## EXERCISE INSTRUCTIONS
Print the records below word for word, but leave out the pictures.

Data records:
<<<<

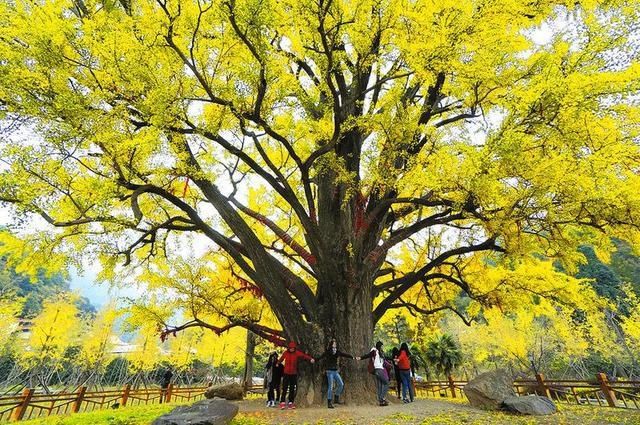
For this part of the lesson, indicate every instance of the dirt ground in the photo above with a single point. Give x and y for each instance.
(425, 411)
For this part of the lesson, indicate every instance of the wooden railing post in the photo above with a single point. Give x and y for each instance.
(125, 394)
(609, 394)
(542, 386)
(167, 398)
(452, 386)
(76, 404)
(18, 414)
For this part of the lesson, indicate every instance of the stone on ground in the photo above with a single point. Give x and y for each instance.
(231, 391)
(530, 405)
(204, 412)
(490, 389)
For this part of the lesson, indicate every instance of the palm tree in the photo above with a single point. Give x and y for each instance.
(444, 354)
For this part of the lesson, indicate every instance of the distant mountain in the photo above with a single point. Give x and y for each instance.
(35, 293)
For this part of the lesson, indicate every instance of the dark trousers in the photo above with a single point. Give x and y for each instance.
(274, 390)
(289, 384)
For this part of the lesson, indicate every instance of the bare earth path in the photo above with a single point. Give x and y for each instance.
(426, 411)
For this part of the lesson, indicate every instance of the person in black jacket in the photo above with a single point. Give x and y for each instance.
(396, 372)
(333, 375)
(273, 379)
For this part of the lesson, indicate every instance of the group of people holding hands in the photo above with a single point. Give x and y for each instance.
(281, 376)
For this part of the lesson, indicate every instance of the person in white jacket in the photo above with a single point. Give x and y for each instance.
(377, 367)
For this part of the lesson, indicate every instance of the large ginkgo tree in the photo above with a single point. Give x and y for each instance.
(342, 158)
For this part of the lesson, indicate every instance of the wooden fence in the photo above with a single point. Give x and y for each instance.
(29, 404)
(599, 392)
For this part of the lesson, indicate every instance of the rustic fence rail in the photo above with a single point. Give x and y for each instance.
(30, 404)
(599, 392)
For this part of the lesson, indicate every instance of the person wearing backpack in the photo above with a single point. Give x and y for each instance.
(406, 368)
(379, 367)
(273, 378)
(333, 375)
(290, 378)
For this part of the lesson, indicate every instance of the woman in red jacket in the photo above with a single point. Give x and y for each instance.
(290, 377)
(406, 368)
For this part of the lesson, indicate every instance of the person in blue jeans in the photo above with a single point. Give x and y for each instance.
(331, 355)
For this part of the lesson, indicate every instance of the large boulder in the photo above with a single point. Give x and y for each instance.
(231, 391)
(530, 405)
(204, 412)
(490, 389)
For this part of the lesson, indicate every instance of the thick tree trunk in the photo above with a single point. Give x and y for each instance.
(346, 316)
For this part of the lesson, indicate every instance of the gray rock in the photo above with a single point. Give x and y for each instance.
(231, 391)
(490, 389)
(204, 412)
(530, 405)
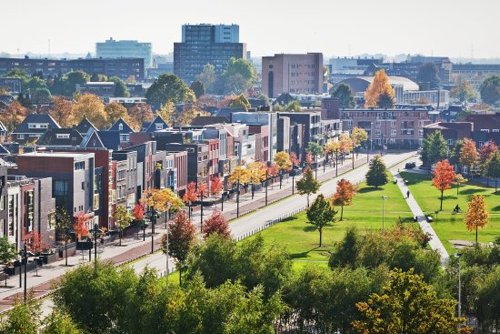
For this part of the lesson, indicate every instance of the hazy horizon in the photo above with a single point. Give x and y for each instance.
(390, 27)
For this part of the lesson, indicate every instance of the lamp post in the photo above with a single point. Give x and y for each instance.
(95, 232)
(384, 198)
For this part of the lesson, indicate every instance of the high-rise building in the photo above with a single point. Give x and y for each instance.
(125, 49)
(206, 44)
(292, 73)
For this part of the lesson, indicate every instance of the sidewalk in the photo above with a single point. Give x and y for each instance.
(435, 243)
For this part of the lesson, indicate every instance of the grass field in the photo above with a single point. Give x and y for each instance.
(302, 241)
(450, 226)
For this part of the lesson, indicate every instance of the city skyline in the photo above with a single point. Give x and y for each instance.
(335, 29)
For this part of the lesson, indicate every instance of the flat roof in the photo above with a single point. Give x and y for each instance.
(58, 155)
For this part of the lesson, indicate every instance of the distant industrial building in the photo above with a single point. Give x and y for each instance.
(125, 49)
(206, 44)
(292, 73)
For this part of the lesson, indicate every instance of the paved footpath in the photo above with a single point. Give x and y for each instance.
(434, 242)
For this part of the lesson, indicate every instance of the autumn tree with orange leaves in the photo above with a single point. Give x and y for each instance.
(477, 215)
(468, 154)
(444, 175)
(343, 197)
(216, 224)
(379, 87)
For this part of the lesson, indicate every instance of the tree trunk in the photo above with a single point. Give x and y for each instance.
(320, 236)
(442, 195)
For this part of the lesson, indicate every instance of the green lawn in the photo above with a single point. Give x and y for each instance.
(447, 225)
(302, 241)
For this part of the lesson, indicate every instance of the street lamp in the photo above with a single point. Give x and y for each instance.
(95, 232)
(384, 198)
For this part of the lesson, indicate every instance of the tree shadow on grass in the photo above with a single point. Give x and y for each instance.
(471, 191)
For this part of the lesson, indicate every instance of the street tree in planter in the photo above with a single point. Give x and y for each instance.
(181, 238)
(64, 226)
(343, 197)
(122, 219)
(377, 173)
(308, 184)
(321, 214)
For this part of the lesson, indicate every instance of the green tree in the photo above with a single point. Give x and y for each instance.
(377, 173)
(321, 214)
(167, 88)
(207, 77)
(240, 102)
(121, 89)
(490, 89)
(344, 93)
(434, 149)
(429, 73)
(197, 88)
(239, 76)
(308, 184)
(60, 323)
(7, 250)
(407, 305)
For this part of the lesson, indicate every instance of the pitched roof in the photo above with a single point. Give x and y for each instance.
(151, 126)
(125, 128)
(37, 119)
(60, 137)
(85, 125)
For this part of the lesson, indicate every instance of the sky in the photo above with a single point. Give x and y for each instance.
(455, 28)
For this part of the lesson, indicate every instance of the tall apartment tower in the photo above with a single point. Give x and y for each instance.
(206, 44)
(125, 49)
(292, 73)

>>>>

## RESULT OF THE TASK
For this part of the lesson, indicate every instance of the dirt ground in the photo above with a single point. Give x and y for each instance.
(425, 411)
For this part of the lesson, indicate every instance of the wooden railing post in the photo above with a single point. Give x and y for each instance.
(125, 394)
(609, 394)
(542, 386)
(167, 398)
(452, 386)
(76, 404)
(18, 414)
For this part of the lesson, indicate every instance of the stone on ground in the photo above with a single point. Give x and y for each instance.
(231, 391)
(530, 405)
(204, 412)
(490, 389)
For this part of the lesson, indicate every instance of the palm tree in the photo above with a single point. Give x and y for each instance.
(444, 354)
For this part of the lesson, indicate every instance of the distant mountain in the photo above with a single point. Give x and y for each instance.
(35, 293)
For this part of the lesson, indicate every instance of the dark trousers in the photo above with a single point. Give x and y for each instance.
(274, 390)
(289, 384)
For this part of the lesson, indicate every instance of the bare earth path in the photo above with a single point. Give x and y for each instance.
(426, 411)
For this part of the lesson, indicate every instance of the person in black jacket in the photo above with a single point. Give x and y for each instance.
(396, 372)
(333, 375)
(273, 379)
For this part of the lesson, indicate every instance of the group of people holding hands in the photo above with a single point. Give x and y for each instance.
(281, 376)
For this part of the lesson, indicate every instance of the person in white jacket in the photo above with a single point. Give x and y for each instance.
(377, 367)
For this part of the lesson, indicate every instance of the large ginkgo tree in the photo above with a single point. Give x and y for each instance.
(342, 158)
For this part of the lesson, indicate every instance of the wooden fence in the photo above with a single point. Give x and y for each instance.
(29, 404)
(599, 392)
For this part of the lesson, indicate every instance of the rustic fence rail in the photo above with a single point. Give x and y for each instance.
(30, 404)
(599, 392)
For this part of the lesson, indicate every instance of the person wearing backpack in the photo above with a single point. Give x and y for each instance.
(406, 368)
(379, 367)
(273, 378)
(333, 375)
(290, 378)
For this part of the lesson, indicate every instance of the woman in red jacket in the photo above with a single point. Give x and y for each instance.
(290, 377)
(406, 368)
For this part of the lesson, indicate every instance of the person in blue jeans in the photo above with a single point. Give x and y for each instance.
(331, 355)
For this part of the lesson, indicate every instance of the large boulder in the photo above with a single point. Give x and y for each instance.
(231, 391)
(530, 405)
(204, 412)
(490, 389)
For this part of the lesson, indicate every instance of the thick tree trunk in the photo above with a single point. Give x and y for each instance.
(346, 316)
For this part of the lesson, indicate every instance of the gray rock in the photo above with a single point. Give x and y for each instance.
(231, 391)
(490, 389)
(204, 412)
(530, 405)
For this part of the lesson, indicate every instance of the hazy horizon in the photo above with a single point. Give x and y for each instance.
(390, 27)
For this part of the lesson, indicate every instance of the lamp post in the photo above with a single point. Give x and y for each instance.
(95, 232)
(384, 198)
For this part of the lesson, indicate every instance of the high-rise building in the photo above with a single point. Give x and y for each instance.
(125, 49)
(206, 44)
(292, 73)
For this part of the lesson, indicate every instance of the sidewalk in the photo above with a single point. Give x and y for each instance.
(435, 243)
For this part of the lesson, indicate every instance of the grass field in the photo above with a single point. Give x and y for each instance.
(302, 241)
(450, 226)
For this part of the lesson, indicate every instance of the city skyline in the photo above with a single point. Give x and y for each instance.
(335, 29)
For this part of the lesson, indicate every instance of the flat roof in the photo above with a single point. Give x and y for each instance.
(58, 155)
For this part of the lesson, indicate every instance of the distant industrial building in the photo above with a single point. Give x and y for each instance.
(125, 49)
(206, 44)
(292, 73)
For this part of the lesson, indicate every instance of the paved footpath in the photo above with a single point. Give x and y for each instance.
(434, 242)
For this part of the lesson, indicate every instance of the autumn tree with orange leaves in the photo above with a single point. Give x and y for each instance.
(477, 215)
(468, 154)
(444, 175)
(343, 197)
(216, 224)
(379, 87)
For this part of the lesson, indicate every instance of the tree trunk in the photo above with a single point. Give x and y for each instance.
(320, 236)
(442, 195)
For this part of the lesson, indicate every instance of the green lawn in the photo above with a single point. Give x and y for each instance.
(447, 225)
(302, 241)
For this part of the lesson, indicate every instance of the street lamp in the photo above with a single point. Give x and y for each instance.
(95, 232)
(384, 198)
For this part of the lesson, indicate every instance of the tree shadow on grass in the photo above with a single point. Give x and y for each instance.
(471, 191)
For this part of the lesson, indicate every instance of the street tree in planter in the photo above with a single point. Give x and y for each instance.
(181, 238)
(64, 226)
(343, 197)
(122, 219)
(377, 173)
(308, 184)
(321, 214)
For this part of the lesson, indicate every instance of the green tree in the photo above with a single point. Give x and y for each instance.
(377, 173)
(321, 214)
(167, 88)
(207, 77)
(240, 102)
(121, 89)
(490, 89)
(344, 93)
(434, 149)
(429, 73)
(197, 88)
(239, 76)
(308, 184)
(60, 323)
(7, 250)
(407, 305)
For this part of the lesson, indicate every instance of the pitched roof in the photo above with a single point. Give x and y for each instance.
(151, 126)
(125, 128)
(37, 119)
(60, 137)
(85, 125)
For this part of the lesson, indicate every instance of the sky in the photo above with a single point. Give x and y for each instance.
(455, 28)
For this part of the lesson, indicate every instance of the tall apartment tower in the photo above with a single point. Give x and y for each instance.
(206, 44)
(125, 49)
(292, 73)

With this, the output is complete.